- **INSTRUCTIONS TO FOLLOW**
Go to the line containing "Expected behaviour: a marker sits on the high-rise" in the listing below. Output that line and each later one exactly.

--- --- ---

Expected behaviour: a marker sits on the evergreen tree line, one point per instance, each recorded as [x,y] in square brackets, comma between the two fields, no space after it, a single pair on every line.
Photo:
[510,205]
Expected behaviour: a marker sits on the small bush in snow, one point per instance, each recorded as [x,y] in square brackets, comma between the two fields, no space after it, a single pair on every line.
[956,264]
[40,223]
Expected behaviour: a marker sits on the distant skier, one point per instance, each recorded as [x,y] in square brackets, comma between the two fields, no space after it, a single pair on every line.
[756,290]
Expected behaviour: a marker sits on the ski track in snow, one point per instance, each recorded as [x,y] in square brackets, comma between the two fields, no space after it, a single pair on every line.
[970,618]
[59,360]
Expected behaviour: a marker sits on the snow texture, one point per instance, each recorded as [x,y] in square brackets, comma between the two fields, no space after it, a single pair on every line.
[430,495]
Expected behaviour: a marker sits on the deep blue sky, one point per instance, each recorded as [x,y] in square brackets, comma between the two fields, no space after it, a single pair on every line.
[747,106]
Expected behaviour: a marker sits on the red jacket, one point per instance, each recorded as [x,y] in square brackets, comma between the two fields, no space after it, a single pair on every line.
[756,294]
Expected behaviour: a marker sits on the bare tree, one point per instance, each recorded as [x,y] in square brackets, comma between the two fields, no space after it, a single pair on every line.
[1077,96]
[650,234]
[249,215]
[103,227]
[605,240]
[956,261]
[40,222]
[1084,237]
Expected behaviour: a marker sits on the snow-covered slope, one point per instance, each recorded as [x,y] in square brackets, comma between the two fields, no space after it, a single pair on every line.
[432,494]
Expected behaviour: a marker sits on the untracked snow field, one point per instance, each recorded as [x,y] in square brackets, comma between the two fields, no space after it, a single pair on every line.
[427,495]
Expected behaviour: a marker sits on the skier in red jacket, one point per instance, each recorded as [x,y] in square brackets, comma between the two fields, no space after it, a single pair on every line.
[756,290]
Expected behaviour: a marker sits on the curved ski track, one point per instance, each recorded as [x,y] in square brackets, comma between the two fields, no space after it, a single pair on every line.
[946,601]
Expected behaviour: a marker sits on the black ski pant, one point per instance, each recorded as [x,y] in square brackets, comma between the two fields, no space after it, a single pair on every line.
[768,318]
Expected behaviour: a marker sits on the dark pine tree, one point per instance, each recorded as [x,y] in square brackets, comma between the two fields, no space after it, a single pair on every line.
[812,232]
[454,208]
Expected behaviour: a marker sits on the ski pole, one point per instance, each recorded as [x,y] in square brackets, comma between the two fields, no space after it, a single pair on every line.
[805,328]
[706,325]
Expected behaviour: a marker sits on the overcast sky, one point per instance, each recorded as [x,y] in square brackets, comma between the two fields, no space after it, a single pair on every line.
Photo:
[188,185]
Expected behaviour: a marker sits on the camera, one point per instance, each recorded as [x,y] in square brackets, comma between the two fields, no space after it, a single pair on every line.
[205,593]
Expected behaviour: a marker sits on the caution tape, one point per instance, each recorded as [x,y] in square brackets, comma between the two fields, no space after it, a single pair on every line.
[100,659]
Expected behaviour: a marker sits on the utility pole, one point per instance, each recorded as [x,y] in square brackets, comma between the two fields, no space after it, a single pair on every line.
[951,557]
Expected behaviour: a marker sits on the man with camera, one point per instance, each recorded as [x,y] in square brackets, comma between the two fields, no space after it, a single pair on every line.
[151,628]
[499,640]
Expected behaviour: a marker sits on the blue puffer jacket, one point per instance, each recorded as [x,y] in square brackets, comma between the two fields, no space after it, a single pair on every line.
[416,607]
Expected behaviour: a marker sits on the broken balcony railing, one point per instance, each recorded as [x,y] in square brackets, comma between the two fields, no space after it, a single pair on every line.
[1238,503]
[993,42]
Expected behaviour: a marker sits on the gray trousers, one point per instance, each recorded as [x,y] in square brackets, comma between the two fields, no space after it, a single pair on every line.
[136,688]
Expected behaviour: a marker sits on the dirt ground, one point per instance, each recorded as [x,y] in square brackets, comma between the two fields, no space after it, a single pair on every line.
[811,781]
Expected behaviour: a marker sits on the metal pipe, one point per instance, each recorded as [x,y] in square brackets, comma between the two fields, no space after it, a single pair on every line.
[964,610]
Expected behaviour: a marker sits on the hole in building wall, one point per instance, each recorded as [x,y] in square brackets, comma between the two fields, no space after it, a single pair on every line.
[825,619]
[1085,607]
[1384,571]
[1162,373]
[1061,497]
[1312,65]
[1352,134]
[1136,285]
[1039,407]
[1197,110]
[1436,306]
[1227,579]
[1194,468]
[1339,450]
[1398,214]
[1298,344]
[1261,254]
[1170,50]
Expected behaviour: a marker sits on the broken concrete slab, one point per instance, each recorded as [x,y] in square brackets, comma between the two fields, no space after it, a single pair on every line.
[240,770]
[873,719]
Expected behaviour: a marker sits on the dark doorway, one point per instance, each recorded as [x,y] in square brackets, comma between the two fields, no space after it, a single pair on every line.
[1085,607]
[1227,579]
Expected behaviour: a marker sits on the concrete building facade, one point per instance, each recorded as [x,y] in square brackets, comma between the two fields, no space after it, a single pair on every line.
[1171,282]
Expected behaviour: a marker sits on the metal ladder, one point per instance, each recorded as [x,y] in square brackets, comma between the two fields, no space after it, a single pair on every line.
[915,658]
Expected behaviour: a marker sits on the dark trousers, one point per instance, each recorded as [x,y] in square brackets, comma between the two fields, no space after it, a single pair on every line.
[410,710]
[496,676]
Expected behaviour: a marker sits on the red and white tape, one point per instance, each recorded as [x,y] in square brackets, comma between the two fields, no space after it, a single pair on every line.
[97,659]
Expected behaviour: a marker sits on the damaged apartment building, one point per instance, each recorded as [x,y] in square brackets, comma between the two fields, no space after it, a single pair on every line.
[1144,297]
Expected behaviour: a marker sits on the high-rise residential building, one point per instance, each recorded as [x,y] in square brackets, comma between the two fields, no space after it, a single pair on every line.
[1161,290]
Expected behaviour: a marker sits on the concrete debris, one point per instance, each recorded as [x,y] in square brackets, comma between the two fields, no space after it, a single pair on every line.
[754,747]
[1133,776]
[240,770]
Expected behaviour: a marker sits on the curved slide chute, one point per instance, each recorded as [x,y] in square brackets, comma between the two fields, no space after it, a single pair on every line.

--- --- ---

- **COMPLETED TASK**
Expected behaviour: a marker sits on the high-rise residential building, one point per instance, each recorded as [x,y] in square brackets, comma between the two fields, no space after it, a single pair on every line.
[1161,290]
Expected behaviour: a marker sits on the concrete debris, one point per instance, each recorded as [x,y] in square brackets, comma between the two fields, no space after it, a single pair on every line.
[754,747]
[1133,776]
[240,770]
Expected behaviour: a marker sits on the curved slide chute, one point per instance, each recorded as [x,y] in square brackets, comma between the two fields, no space after it, a single pair on every line.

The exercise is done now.